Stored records
>> BEGIN

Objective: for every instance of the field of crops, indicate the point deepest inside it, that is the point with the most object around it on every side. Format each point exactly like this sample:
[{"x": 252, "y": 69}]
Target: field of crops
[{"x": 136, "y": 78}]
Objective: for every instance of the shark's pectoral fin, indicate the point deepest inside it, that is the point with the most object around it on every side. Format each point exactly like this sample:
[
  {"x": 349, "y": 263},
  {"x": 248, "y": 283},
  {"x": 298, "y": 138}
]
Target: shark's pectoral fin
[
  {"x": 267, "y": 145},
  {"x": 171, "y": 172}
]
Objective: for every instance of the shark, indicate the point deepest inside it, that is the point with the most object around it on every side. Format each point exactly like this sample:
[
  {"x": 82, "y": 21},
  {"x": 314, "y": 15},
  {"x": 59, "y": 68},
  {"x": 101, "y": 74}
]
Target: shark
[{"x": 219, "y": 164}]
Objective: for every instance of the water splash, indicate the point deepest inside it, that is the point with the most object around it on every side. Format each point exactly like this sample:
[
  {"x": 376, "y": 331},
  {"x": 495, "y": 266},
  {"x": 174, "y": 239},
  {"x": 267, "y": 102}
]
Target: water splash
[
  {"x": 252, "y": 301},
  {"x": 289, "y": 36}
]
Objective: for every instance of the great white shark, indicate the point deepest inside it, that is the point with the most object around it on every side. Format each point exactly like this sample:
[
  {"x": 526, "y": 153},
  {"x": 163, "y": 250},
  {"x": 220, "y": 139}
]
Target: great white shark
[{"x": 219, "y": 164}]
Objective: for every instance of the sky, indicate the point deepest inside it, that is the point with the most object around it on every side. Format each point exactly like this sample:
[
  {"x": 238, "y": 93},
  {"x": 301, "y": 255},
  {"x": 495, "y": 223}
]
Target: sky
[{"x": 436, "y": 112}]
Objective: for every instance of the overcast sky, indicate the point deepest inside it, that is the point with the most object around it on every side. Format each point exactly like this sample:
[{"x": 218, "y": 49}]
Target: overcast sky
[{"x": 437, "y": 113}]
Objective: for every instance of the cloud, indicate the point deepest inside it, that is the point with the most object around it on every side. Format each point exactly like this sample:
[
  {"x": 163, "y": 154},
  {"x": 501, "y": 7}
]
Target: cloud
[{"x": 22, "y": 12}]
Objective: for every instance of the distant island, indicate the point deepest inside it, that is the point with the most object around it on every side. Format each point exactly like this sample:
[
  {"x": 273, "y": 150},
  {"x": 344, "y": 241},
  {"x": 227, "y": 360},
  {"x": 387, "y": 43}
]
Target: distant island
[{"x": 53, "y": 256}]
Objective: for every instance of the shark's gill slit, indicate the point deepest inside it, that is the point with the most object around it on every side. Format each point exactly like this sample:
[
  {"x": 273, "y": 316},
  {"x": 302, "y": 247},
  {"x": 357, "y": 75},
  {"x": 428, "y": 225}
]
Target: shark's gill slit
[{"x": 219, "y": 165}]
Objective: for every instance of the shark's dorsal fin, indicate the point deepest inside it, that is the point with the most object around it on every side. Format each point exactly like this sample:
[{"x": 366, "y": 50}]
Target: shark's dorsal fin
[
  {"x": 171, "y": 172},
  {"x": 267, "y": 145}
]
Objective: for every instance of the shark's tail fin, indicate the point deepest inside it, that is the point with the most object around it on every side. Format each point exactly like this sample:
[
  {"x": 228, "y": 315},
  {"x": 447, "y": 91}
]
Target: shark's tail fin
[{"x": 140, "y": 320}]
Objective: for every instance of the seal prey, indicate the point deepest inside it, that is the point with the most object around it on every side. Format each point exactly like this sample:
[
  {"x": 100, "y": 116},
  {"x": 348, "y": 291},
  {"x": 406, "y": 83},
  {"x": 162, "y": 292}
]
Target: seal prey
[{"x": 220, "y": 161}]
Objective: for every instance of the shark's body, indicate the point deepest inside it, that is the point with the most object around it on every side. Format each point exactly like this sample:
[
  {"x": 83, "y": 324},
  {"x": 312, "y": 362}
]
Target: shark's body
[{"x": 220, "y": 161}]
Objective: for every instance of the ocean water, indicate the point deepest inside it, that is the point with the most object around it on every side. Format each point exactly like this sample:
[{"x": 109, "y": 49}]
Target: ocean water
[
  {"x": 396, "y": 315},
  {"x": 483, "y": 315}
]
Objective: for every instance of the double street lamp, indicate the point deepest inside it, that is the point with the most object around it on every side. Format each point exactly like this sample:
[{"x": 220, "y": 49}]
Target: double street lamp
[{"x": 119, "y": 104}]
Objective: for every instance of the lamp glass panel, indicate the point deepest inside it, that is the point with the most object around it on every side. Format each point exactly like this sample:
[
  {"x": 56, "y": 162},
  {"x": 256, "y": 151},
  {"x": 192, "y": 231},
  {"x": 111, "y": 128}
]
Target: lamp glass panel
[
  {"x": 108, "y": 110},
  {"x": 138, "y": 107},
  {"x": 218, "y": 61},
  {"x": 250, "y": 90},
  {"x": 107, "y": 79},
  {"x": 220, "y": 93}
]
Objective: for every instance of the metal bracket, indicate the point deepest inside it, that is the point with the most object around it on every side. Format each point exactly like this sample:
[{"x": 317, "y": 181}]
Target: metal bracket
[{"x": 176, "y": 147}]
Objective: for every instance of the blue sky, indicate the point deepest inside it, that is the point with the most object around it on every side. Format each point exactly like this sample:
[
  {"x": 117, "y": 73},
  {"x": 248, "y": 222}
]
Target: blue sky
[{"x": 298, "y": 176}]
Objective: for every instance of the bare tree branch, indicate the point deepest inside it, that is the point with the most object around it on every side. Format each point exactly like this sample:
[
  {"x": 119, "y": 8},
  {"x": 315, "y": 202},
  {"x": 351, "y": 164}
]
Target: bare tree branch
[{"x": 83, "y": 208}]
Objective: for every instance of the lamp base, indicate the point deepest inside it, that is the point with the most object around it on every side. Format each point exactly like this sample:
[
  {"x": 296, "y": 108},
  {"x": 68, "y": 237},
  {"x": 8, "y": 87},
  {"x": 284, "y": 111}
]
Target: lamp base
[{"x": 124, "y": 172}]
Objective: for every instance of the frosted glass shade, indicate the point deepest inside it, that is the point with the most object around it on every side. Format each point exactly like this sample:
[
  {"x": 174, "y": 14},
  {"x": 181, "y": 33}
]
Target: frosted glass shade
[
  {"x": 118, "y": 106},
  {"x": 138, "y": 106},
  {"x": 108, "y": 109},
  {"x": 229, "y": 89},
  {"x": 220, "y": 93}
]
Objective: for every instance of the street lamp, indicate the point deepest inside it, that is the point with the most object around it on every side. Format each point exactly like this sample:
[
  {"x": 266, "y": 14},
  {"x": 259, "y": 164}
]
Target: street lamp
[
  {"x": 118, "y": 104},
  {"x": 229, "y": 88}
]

>> END

**The exercise:** Repeat each entry word for word.

**Answer in full:**
Objective: for every instance of the field of crops, indicate the point deepest inside it, that is the point with the most object around it on every side. Format each point exactly like this sample:
[{"x": 252, "y": 69}]
Target: field of crops
[{"x": 136, "y": 78}]
Objective: for every instance of the shark's pectoral fin, indicate the point deepest inside it, that is the point with the most object around it on every side. Format each point exactly like this sample:
[
  {"x": 349, "y": 263},
  {"x": 248, "y": 283},
  {"x": 298, "y": 138}
]
Target: shark's pectoral fin
[
  {"x": 267, "y": 145},
  {"x": 171, "y": 172}
]
Objective: for every instance of the shark, indicate the point deepest inside it, that is the point with the most object around it on every side. Format each point exactly like this sample:
[
  {"x": 82, "y": 21},
  {"x": 314, "y": 15},
  {"x": 59, "y": 68},
  {"x": 101, "y": 74}
]
Target: shark
[{"x": 219, "y": 164}]
Objective: for every instance of the water splash, indicate the point deepest inside it, that is the point with the most object around it on every side. Format each point exactly like this sample:
[
  {"x": 376, "y": 331},
  {"x": 495, "y": 266},
  {"x": 174, "y": 239},
  {"x": 267, "y": 102}
]
Target: water splash
[
  {"x": 252, "y": 301},
  {"x": 289, "y": 36}
]
Objective: for every instance of the great white shark, indicate the point deepest inside it, that is the point with the most object around it on every side. Format each point exactly like this sample:
[
  {"x": 526, "y": 153},
  {"x": 163, "y": 250},
  {"x": 220, "y": 139}
]
Target: great white shark
[{"x": 219, "y": 164}]
Objective: for every instance of the sky, indicate the point deepest inside it, that is the point with the most object around it on every side. Format each point exactly like this sample:
[
  {"x": 238, "y": 93},
  {"x": 301, "y": 255},
  {"x": 495, "y": 223}
]
Target: sky
[{"x": 436, "y": 112}]
Objective: for every instance of the overcast sky, indicate the point deepest inside it, that is the point with the most object around it on every side. Format each point exactly like this sample:
[{"x": 218, "y": 49}]
Target: overcast sky
[{"x": 437, "y": 113}]
Objective: for every instance of the cloud, indicate the point deepest inside it, that is the point with the most object around it on every side. Format each point exactly like this sample:
[
  {"x": 163, "y": 154},
  {"x": 501, "y": 7}
]
Target: cloud
[{"x": 22, "y": 12}]
Objective: for every instance of the distant island, indicate the point deepest inside it, that is the point with the most object around it on every side. Format each point exactly like this sample:
[
  {"x": 273, "y": 150},
  {"x": 344, "y": 241},
  {"x": 227, "y": 360},
  {"x": 387, "y": 43}
]
Target: distant island
[{"x": 53, "y": 256}]
Objective: for every instance of the shark's gill slit, indicate the point deepest inside it, that is the point with the most object around it on every side. Format each point exactly like this sample:
[
  {"x": 273, "y": 316},
  {"x": 302, "y": 247},
  {"x": 357, "y": 75},
  {"x": 428, "y": 225}
]
Target: shark's gill slit
[{"x": 219, "y": 165}]
Objective: for every instance of the shark's dorsal fin, indicate the point deepest inside it, that is the point with the most object around it on every side. Format each point exactly like this sample:
[{"x": 366, "y": 50}]
Target: shark's dorsal fin
[
  {"x": 171, "y": 172},
  {"x": 267, "y": 145}
]
Objective: for every instance of the shark's tail fin, indicate the point deepest inside it, that is the point with the most object around it on every side. Format each point exactly like this sample:
[
  {"x": 228, "y": 315},
  {"x": 447, "y": 91}
]
Target: shark's tail fin
[{"x": 140, "y": 320}]
Objective: for every instance of the seal prey, indicate the point deepest inside it, that is the point with the most object around it on every side. Format each point exactly like this sample:
[
  {"x": 100, "y": 116},
  {"x": 348, "y": 291},
  {"x": 406, "y": 83},
  {"x": 162, "y": 292}
]
Target: seal prey
[{"x": 220, "y": 161}]
Objective: for every instance of the shark's body, indicate the point deepest inside it, that is the point with the most object around it on every side. Format each point exactly like this sample:
[
  {"x": 83, "y": 324},
  {"x": 312, "y": 362}
]
Target: shark's body
[{"x": 220, "y": 161}]
Objective: for every instance of the ocean water, indicate the point deepest inside it, that is the point with the most object around it on every side. Format each point exactly like this sample:
[{"x": 109, "y": 49}]
Target: ocean water
[
  {"x": 396, "y": 315},
  {"x": 483, "y": 315}
]
Objective: for every instance of the double street lamp, indicate the point deepest inside it, that is the point with the most object around it on every side. Format each point exactly like this sample:
[{"x": 220, "y": 49}]
Target: double street lamp
[{"x": 119, "y": 104}]
Objective: for every instance of the lamp glass panel, indicate the point deepest inside it, that is the point with the most object around it on every side. Format each point exactly like this sample:
[
  {"x": 56, "y": 162},
  {"x": 256, "y": 151},
  {"x": 192, "y": 231},
  {"x": 111, "y": 128}
]
Target: lamp glass panel
[
  {"x": 108, "y": 110},
  {"x": 138, "y": 107},
  {"x": 218, "y": 61},
  {"x": 250, "y": 90},
  {"x": 107, "y": 79},
  {"x": 220, "y": 93}
]
Objective: for every instance of the metal bracket, indicate the point deepest inside it, that is the point with the most object around it on every side. Format each point exactly like this sample:
[{"x": 317, "y": 181}]
Target: metal bracket
[{"x": 176, "y": 147}]
Objective: for every instance of the blue sky, indicate the point deepest inside it, that is the point with the most object around it on every side. Format each point exactly like this sample:
[
  {"x": 117, "y": 73},
  {"x": 248, "y": 222}
]
Target: blue sky
[{"x": 298, "y": 176}]
Objective: for every instance of the bare tree branch, indicate the point deepest inside it, that is the point with the most object around it on every side. Format each point exactly like this sample:
[
  {"x": 119, "y": 8},
  {"x": 315, "y": 202},
  {"x": 351, "y": 164}
]
Target: bare tree branch
[{"x": 83, "y": 208}]
Objective: for every instance of the lamp base, indicate the point deepest inside it, that is the point with the most object around it on every side. Format each point exactly like this sample:
[
  {"x": 296, "y": 108},
  {"x": 68, "y": 237},
  {"x": 8, "y": 87},
  {"x": 284, "y": 111}
]
Target: lamp base
[{"x": 124, "y": 172}]
Objective: for every instance of the frosted glass shade, indicate the point deepest inside it, that is the point with the most object around it on every side. Format each point exactly like this sample:
[
  {"x": 174, "y": 14},
  {"x": 181, "y": 33}
]
Target: frosted glass shade
[
  {"x": 118, "y": 106},
  {"x": 138, "y": 106},
  {"x": 108, "y": 109},
  {"x": 229, "y": 89},
  {"x": 220, "y": 93}
]
Objective: for every instance of the street lamp, indicate the point deepest inside it, that is the point with the most object around it on every side. Format each point exactly like this sample:
[
  {"x": 266, "y": 14},
  {"x": 259, "y": 164}
]
Target: street lamp
[
  {"x": 118, "y": 104},
  {"x": 229, "y": 88}
]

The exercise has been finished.